:: Goal of the exercise ::
An exact transcription is needed of the lines below from the one with "phrase -- rocky shore edge" through the one with "phrase -- flower stem", with no other lines and no pictures.

Items listed in a dataset

────────

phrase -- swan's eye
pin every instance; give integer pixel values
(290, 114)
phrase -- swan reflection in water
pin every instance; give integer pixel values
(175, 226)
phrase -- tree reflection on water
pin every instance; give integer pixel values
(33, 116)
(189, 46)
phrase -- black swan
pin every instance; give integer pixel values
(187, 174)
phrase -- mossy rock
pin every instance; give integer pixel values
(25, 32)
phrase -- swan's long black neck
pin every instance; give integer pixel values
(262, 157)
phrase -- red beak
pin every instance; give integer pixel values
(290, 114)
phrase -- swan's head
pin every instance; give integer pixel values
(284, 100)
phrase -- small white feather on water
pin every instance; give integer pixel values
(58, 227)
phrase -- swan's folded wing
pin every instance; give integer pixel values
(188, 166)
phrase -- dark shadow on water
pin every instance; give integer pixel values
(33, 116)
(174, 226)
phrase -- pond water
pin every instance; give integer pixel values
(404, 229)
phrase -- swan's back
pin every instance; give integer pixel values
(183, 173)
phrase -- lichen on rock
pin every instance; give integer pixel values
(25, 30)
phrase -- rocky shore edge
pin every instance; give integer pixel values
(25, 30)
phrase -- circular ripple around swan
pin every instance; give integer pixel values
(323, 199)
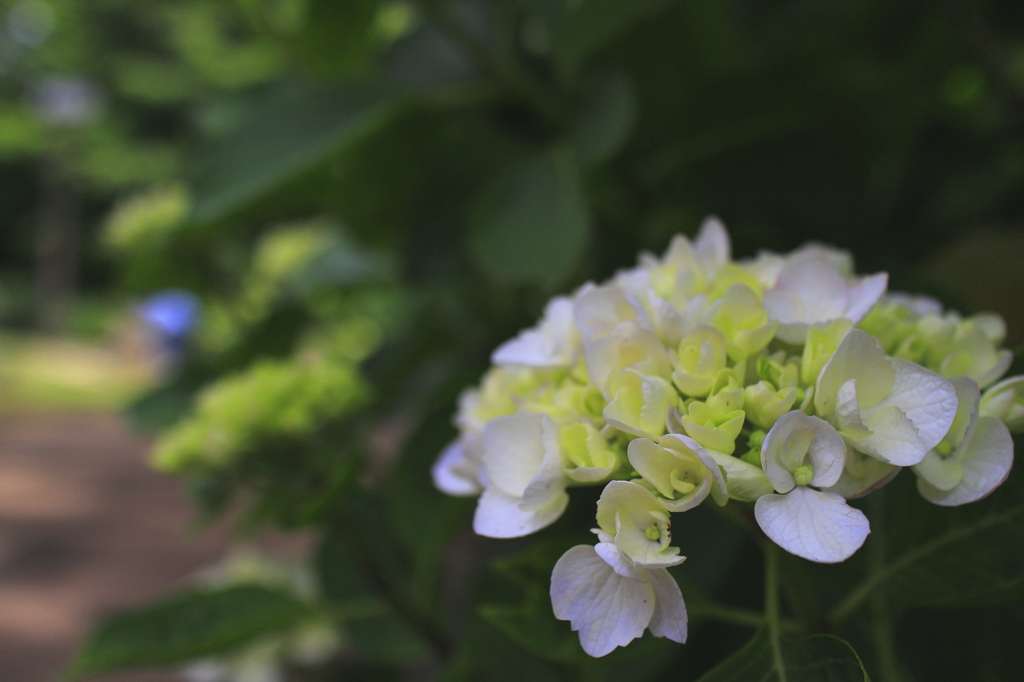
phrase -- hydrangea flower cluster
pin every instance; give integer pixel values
(785, 381)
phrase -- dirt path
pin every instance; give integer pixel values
(86, 528)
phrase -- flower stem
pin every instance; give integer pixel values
(771, 608)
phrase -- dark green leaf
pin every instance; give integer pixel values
(607, 121)
(187, 627)
(531, 224)
(337, 36)
(953, 555)
(594, 25)
(291, 128)
(818, 658)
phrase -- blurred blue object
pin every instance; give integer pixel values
(172, 315)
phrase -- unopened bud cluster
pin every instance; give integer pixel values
(785, 381)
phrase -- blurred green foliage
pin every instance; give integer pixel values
(369, 196)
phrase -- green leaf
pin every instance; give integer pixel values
(186, 627)
(821, 657)
(290, 129)
(594, 25)
(950, 555)
(607, 121)
(337, 36)
(531, 224)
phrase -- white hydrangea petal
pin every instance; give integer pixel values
(858, 356)
(513, 451)
(627, 345)
(454, 473)
(502, 515)
(861, 475)
(939, 472)
(712, 246)
(597, 310)
(615, 558)
(1004, 359)
(818, 526)
(553, 344)
(798, 439)
(864, 294)
(928, 400)
(968, 402)
(743, 480)
(670, 616)
(607, 609)
(893, 438)
(986, 460)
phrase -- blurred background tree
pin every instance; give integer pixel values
(367, 197)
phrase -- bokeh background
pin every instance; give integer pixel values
(324, 215)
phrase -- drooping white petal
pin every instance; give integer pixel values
(615, 558)
(712, 246)
(670, 617)
(861, 475)
(627, 345)
(455, 473)
(502, 515)
(858, 356)
(607, 609)
(864, 294)
(810, 291)
(818, 526)
(928, 400)
(798, 439)
(888, 408)
(743, 480)
(597, 310)
(554, 343)
(939, 472)
(986, 458)
(514, 450)
(524, 476)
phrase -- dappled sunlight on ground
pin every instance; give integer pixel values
(86, 528)
(42, 373)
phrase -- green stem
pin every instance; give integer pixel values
(739, 616)
(771, 608)
(863, 592)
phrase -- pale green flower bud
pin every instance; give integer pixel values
(640, 403)
(821, 343)
(698, 359)
(730, 274)
(764, 406)
(679, 469)
(711, 428)
(778, 370)
(1006, 400)
(627, 345)
(742, 321)
(745, 481)
(974, 458)
(585, 448)
(975, 355)
(631, 517)
(888, 408)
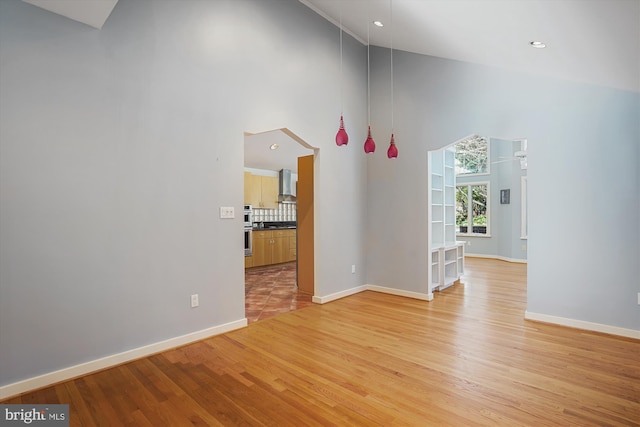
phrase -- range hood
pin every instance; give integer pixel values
(286, 187)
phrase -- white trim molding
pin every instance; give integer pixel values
(71, 372)
(498, 257)
(581, 324)
(375, 288)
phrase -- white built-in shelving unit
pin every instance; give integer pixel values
(447, 255)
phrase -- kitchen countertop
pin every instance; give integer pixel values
(284, 225)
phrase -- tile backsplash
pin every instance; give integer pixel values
(284, 212)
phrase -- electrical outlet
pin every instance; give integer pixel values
(227, 212)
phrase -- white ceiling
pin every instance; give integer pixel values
(592, 41)
(258, 155)
(90, 12)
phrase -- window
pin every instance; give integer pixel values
(472, 208)
(472, 156)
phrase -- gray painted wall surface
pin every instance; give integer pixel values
(118, 148)
(583, 144)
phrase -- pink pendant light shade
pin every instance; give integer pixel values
(341, 137)
(392, 152)
(369, 144)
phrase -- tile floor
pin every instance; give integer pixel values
(272, 290)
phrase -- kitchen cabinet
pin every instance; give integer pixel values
(248, 261)
(260, 191)
(272, 247)
(293, 241)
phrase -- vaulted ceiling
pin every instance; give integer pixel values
(593, 41)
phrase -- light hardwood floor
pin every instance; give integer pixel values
(467, 358)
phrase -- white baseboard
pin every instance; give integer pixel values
(113, 360)
(581, 324)
(501, 258)
(382, 289)
(400, 292)
(338, 295)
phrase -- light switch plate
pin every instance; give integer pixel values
(227, 212)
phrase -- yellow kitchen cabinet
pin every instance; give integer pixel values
(262, 248)
(248, 262)
(279, 246)
(292, 245)
(273, 247)
(260, 191)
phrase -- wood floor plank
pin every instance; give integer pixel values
(467, 358)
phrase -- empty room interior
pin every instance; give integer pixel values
(432, 234)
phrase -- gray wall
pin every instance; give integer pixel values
(119, 146)
(583, 143)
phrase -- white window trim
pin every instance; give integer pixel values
(488, 172)
(469, 203)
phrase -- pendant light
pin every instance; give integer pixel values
(392, 152)
(369, 143)
(341, 137)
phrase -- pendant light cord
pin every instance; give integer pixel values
(341, 76)
(368, 71)
(391, 19)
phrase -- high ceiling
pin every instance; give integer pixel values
(593, 41)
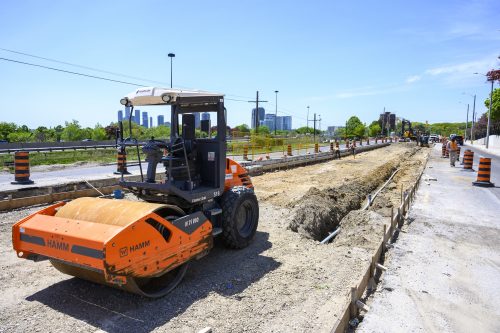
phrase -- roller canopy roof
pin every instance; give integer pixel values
(166, 96)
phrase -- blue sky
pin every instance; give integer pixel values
(341, 58)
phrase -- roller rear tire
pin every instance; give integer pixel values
(240, 216)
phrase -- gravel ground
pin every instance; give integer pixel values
(443, 274)
(282, 282)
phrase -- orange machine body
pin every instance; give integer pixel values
(236, 175)
(137, 249)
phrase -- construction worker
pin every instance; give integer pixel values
(336, 151)
(452, 148)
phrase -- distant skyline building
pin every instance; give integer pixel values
(261, 114)
(196, 119)
(333, 130)
(137, 117)
(127, 112)
(284, 123)
(387, 122)
(161, 120)
(205, 116)
(269, 121)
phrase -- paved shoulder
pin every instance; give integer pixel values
(444, 273)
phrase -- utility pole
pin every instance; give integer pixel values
(489, 116)
(276, 113)
(314, 128)
(473, 118)
(467, 122)
(171, 56)
(256, 125)
(307, 124)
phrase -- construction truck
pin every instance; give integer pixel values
(407, 133)
(145, 246)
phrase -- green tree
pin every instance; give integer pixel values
(42, 134)
(6, 129)
(99, 133)
(355, 127)
(243, 128)
(20, 136)
(305, 129)
(495, 107)
(73, 132)
(374, 129)
(264, 130)
(58, 132)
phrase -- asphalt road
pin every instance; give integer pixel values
(79, 173)
(442, 275)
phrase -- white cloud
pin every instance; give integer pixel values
(413, 78)
(470, 67)
(368, 91)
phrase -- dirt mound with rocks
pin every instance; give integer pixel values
(360, 228)
(320, 211)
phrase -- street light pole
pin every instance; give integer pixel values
(467, 122)
(473, 118)
(171, 56)
(276, 112)
(307, 124)
(489, 116)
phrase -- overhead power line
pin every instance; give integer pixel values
(81, 66)
(280, 110)
(70, 72)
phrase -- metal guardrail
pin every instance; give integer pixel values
(12, 147)
(54, 146)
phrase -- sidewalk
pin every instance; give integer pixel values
(443, 273)
(491, 150)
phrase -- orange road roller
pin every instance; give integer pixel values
(144, 246)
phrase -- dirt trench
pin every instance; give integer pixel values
(320, 211)
(282, 282)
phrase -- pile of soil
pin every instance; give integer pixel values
(320, 211)
(361, 228)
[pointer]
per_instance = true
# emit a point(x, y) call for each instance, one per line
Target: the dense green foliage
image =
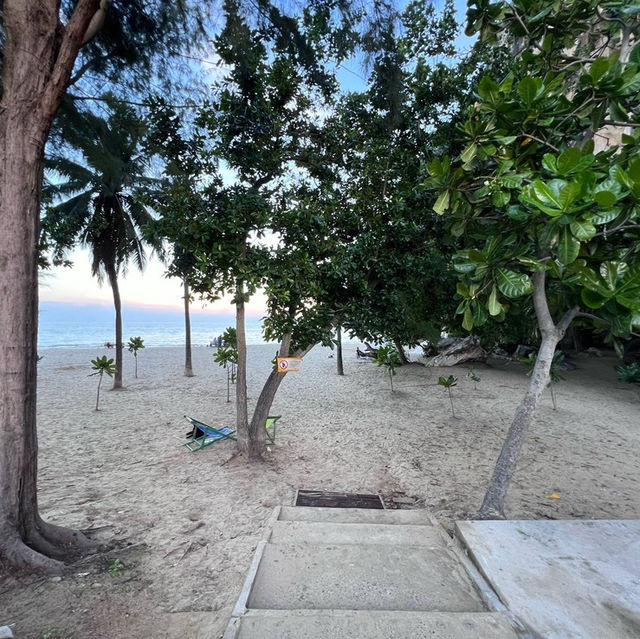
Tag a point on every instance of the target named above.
point(535, 188)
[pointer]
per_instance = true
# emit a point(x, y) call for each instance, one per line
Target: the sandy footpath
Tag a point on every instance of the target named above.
point(187, 523)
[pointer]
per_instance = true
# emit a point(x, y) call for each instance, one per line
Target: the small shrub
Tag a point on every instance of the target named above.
point(449, 383)
point(115, 569)
point(388, 357)
point(629, 373)
point(474, 377)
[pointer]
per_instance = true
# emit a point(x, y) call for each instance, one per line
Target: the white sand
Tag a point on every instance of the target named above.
point(194, 519)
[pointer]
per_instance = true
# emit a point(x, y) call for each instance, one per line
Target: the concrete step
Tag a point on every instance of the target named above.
point(366, 577)
point(322, 532)
point(356, 515)
point(352, 624)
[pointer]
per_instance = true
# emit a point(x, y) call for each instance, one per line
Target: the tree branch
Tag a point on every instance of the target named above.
point(567, 318)
point(540, 304)
point(71, 41)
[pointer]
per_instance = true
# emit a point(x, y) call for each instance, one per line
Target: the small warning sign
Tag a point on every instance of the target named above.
point(289, 364)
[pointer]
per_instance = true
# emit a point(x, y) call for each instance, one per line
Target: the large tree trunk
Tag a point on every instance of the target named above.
point(113, 280)
point(493, 503)
point(38, 58)
point(188, 368)
point(339, 350)
point(242, 420)
point(265, 401)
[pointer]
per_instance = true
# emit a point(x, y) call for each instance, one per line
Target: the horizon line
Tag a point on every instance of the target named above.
point(145, 306)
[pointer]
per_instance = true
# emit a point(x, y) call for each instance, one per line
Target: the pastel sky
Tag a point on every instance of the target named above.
point(147, 289)
point(151, 288)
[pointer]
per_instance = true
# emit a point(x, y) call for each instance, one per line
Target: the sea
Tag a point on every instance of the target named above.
point(66, 325)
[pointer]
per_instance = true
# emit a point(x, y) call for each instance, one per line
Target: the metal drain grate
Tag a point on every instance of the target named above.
point(337, 500)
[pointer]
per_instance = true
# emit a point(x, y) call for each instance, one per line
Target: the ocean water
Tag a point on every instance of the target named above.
point(64, 325)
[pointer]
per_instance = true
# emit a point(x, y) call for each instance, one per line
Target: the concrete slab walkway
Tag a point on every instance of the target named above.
point(578, 579)
point(329, 573)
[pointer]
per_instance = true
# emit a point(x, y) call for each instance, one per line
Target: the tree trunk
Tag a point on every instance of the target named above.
point(339, 350)
point(188, 368)
point(98, 393)
point(113, 280)
point(37, 61)
point(265, 401)
point(493, 503)
point(242, 420)
point(403, 357)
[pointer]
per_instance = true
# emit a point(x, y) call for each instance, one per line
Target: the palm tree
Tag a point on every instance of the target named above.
point(101, 174)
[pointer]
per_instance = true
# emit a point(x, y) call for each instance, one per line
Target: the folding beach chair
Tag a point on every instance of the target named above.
point(204, 435)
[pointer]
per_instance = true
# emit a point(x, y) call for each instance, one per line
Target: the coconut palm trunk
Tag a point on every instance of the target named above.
point(339, 350)
point(188, 368)
point(113, 281)
point(242, 420)
point(38, 56)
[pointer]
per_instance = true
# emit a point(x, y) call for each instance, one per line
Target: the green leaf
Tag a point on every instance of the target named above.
point(569, 160)
point(495, 308)
point(458, 228)
point(550, 163)
point(592, 299)
point(598, 69)
point(545, 194)
point(517, 213)
point(568, 246)
point(602, 218)
point(442, 203)
point(528, 89)
point(605, 199)
point(513, 284)
point(584, 231)
point(500, 199)
point(467, 321)
point(611, 272)
point(464, 267)
point(469, 153)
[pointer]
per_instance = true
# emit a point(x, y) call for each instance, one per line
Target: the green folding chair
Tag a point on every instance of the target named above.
point(208, 434)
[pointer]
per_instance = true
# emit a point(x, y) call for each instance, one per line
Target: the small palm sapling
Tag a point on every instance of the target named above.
point(227, 357)
point(134, 345)
point(102, 365)
point(629, 373)
point(448, 383)
point(388, 357)
point(474, 377)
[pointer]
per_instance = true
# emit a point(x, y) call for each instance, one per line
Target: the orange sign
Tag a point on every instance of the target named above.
point(289, 364)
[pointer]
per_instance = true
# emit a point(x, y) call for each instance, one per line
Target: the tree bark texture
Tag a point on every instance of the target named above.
point(117, 304)
point(188, 367)
point(493, 503)
point(38, 58)
point(339, 350)
point(403, 357)
point(242, 420)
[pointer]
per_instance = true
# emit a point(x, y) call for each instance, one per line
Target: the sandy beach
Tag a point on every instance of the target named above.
point(186, 524)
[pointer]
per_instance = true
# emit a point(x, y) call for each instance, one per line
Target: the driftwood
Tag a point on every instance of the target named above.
point(454, 351)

────────

:: Exercise answer ::
phrase -- rocky shore edge
pin every instance; give integer pixel values
(25, 30)
phrase -- circular ripple around swan
pin every instance; give integer pixel values
(323, 199)
phrase -- hydrangea flower cluster
pin every instance; give integer pixel values
(785, 381)
phrase -- dirt path
pin every instance; give integer pixel values
(86, 528)
phrase -- flower stem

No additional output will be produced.